* Begin *
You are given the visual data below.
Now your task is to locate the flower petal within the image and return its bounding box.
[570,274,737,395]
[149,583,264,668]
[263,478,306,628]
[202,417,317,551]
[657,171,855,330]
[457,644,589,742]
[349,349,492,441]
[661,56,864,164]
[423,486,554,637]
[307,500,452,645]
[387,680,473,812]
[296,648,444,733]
* End *
● AIM OF THE EXERCISE: Reproduce every one of the records above, line for line and without any change.

● EXERCISE RESULT:
You are given the visual data below.
Now your task is to locate the flower petal within the image and return its bounding box.
[570,274,737,395]
[149,583,264,668]
[263,478,306,628]
[202,417,317,551]
[657,171,855,330]
[457,644,589,742]
[349,349,492,441]
[661,56,864,164]
[423,486,554,637]
[307,500,452,645]
[387,680,473,812]
[296,648,444,733]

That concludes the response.